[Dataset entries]

::::

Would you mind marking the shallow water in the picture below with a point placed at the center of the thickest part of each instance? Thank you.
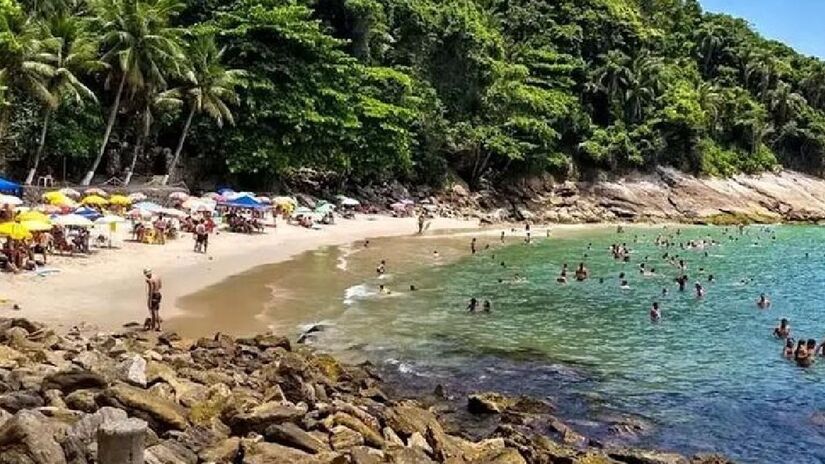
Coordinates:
(708, 377)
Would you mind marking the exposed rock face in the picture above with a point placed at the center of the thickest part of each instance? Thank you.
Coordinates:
(665, 195)
(258, 400)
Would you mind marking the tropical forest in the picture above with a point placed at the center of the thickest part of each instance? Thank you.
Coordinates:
(418, 91)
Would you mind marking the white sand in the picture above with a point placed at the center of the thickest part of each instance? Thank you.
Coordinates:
(107, 289)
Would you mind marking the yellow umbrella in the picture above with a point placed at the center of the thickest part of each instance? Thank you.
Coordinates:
(120, 200)
(36, 226)
(14, 230)
(33, 216)
(95, 200)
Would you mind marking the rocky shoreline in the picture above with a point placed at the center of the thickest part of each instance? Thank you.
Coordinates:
(257, 400)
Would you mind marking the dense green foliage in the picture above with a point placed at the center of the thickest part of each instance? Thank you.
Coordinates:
(415, 90)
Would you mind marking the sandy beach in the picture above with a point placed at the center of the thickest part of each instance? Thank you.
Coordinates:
(107, 289)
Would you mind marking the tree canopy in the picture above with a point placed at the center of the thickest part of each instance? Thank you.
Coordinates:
(413, 90)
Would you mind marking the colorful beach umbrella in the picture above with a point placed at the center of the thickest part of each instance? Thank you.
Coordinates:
(120, 200)
(95, 200)
(72, 220)
(14, 230)
(10, 200)
(95, 191)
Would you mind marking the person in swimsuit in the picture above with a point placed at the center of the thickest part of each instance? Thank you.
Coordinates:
(787, 352)
(581, 273)
(153, 298)
(783, 330)
(655, 312)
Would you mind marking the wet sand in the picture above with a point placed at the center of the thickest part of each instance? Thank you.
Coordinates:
(107, 289)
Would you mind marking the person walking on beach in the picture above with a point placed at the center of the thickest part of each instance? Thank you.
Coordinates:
(153, 298)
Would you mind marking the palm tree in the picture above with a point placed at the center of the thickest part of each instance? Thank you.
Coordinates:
(140, 45)
(211, 89)
(153, 102)
(27, 58)
(784, 102)
(76, 54)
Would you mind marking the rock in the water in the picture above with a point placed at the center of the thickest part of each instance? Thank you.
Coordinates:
(133, 371)
(161, 413)
(291, 435)
(69, 381)
(82, 400)
(28, 438)
(19, 400)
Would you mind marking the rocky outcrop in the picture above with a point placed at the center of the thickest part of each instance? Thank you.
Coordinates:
(259, 400)
(665, 195)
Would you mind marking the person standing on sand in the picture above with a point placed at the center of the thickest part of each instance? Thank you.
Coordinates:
(153, 298)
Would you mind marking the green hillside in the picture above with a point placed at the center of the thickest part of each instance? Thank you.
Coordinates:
(414, 90)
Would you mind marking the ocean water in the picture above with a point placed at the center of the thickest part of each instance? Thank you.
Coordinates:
(708, 377)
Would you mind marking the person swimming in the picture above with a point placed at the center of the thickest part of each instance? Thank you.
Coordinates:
(473, 305)
(783, 330)
(700, 291)
(655, 312)
(581, 273)
(788, 351)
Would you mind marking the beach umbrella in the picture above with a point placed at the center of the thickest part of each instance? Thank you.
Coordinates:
(72, 220)
(95, 200)
(347, 201)
(325, 208)
(10, 200)
(95, 191)
(120, 200)
(37, 226)
(69, 192)
(172, 212)
(302, 211)
(14, 230)
(35, 216)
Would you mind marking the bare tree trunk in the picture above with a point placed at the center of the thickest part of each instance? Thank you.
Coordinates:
(171, 170)
(41, 144)
(109, 125)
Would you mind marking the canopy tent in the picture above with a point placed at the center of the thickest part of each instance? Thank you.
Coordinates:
(9, 187)
(14, 230)
(244, 202)
(88, 213)
(10, 200)
(73, 220)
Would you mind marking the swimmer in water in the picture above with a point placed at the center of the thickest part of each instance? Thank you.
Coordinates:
(655, 312)
(787, 352)
(783, 330)
(581, 273)
(700, 291)
(473, 305)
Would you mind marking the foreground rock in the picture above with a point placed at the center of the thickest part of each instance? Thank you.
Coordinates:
(257, 400)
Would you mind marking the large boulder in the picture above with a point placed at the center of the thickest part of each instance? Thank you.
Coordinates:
(160, 413)
(29, 438)
(69, 381)
(291, 435)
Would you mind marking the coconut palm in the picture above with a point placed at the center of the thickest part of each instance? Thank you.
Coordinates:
(211, 88)
(76, 53)
(154, 102)
(141, 48)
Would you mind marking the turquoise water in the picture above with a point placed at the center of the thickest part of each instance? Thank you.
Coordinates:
(708, 377)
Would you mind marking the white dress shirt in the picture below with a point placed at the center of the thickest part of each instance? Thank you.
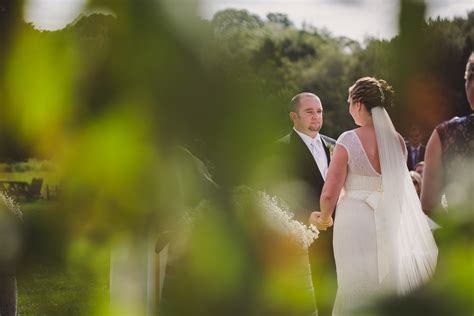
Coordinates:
(316, 147)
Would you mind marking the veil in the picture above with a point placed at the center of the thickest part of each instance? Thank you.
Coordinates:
(407, 252)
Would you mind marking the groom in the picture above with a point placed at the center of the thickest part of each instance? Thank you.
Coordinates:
(306, 154)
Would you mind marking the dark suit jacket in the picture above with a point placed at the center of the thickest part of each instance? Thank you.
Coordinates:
(300, 181)
(421, 156)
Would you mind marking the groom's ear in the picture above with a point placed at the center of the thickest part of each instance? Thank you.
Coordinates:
(293, 116)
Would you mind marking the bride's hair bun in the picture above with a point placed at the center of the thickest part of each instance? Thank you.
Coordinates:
(372, 93)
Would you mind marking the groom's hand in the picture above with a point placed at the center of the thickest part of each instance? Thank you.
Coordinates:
(315, 219)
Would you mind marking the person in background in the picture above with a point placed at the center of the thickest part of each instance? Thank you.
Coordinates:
(416, 151)
(449, 149)
(416, 178)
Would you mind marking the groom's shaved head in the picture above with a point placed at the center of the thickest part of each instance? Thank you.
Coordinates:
(295, 102)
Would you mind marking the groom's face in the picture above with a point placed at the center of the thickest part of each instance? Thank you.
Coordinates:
(309, 116)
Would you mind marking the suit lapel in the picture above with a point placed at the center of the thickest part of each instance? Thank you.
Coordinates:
(326, 149)
(306, 156)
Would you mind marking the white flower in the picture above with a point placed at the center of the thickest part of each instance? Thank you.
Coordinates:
(279, 216)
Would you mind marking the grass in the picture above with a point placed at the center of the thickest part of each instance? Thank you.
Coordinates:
(26, 171)
(48, 284)
(53, 289)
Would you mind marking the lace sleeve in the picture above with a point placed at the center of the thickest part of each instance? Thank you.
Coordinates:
(343, 141)
(404, 146)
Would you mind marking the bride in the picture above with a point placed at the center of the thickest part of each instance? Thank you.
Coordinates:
(382, 240)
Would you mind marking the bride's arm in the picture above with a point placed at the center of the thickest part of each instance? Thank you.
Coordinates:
(335, 179)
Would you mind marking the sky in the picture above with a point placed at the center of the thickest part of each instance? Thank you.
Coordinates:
(356, 19)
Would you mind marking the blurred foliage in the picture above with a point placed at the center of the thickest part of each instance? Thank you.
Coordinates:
(129, 106)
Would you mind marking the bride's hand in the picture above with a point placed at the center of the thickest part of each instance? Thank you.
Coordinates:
(321, 224)
(315, 219)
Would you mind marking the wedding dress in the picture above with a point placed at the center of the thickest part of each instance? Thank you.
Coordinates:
(382, 240)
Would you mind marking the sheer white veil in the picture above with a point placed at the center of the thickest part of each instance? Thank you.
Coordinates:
(407, 252)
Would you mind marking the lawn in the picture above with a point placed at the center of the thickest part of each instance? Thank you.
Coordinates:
(48, 284)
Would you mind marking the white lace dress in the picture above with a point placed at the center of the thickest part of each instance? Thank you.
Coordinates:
(354, 240)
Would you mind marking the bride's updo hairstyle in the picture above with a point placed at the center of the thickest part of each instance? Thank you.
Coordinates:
(372, 92)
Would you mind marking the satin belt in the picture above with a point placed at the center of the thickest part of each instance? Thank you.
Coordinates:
(374, 199)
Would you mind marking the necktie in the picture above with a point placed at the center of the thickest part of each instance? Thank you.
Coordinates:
(320, 156)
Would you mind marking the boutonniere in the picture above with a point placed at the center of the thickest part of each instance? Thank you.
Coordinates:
(330, 147)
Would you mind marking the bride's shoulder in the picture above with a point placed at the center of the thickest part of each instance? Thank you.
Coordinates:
(346, 134)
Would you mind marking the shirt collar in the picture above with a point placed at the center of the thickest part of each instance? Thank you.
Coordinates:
(307, 139)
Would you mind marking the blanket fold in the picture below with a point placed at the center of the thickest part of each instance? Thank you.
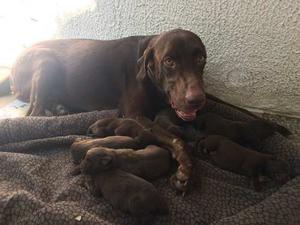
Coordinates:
(36, 186)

::::

EXERCISE DETAILS: Using the data above, print exactly the lines from the line that contains "Would you mind marking the green" through the line that contains "Would you mind marking the large", with both included.

ANSWER TO THIS TASK:
Would you mind marking the green hillside in the picture above with a point placed at the center of the thickest part of each instance? Thank you.
Coordinates:
(414, 90)
Would you mind marking the ocean water in the picture above with a point placed at the center of the thickest part of each instance? Thank you.
Coordinates:
(708, 377)
Would you mind marking the person swimming in the picture above with a point placed at the center of the thickest part of each instance? Thank you.
Coordinates:
(473, 305)
(783, 330)
(700, 291)
(655, 312)
(581, 273)
(788, 351)
Would you mind marking the beach umbrella in the picture above with a point placed at the center of the thickest part of each instance? Thank you.
Coordinates:
(72, 220)
(95, 200)
(347, 201)
(325, 208)
(10, 200)
(95, 191)
(120, 200)
(37, 226)
(69, 192)
(172, 212)
(302, 211)
(14, 230)
(35, 216)
Would you mind marking the bare tree trunk in the picture above with a point placed at the center of the thickest part of each instance? Thank you.
Coordinates:
(171, 170)
(41, 144)
(109, 125)
Would you mind marking the canopy tent in the picture above with a point placed at the center of the thickest part of each instance? Thank you.
Coordinates:
(9, 187)
(14, 230)
(244, 202)
(88, 213)
(10, 200)
(73, 220)
Would you mind marking the swimmer in water in the picture above with a point placed at the center of the thickest part of each instance? Thank you.
Coordinates:
(655, 312)
(787, 352)
(783, 330)
(581, 273)
(700, 291)
(473, 305)
Would you mind marking the foreground rock in the picture above with a point placed at the center of the thickest part of each instance? Thank you.
Coordinates:
(257, 400)
Would you mind marking the large boulder in the picture above with a point placed at the center of the thickest part of each instance? Thank you.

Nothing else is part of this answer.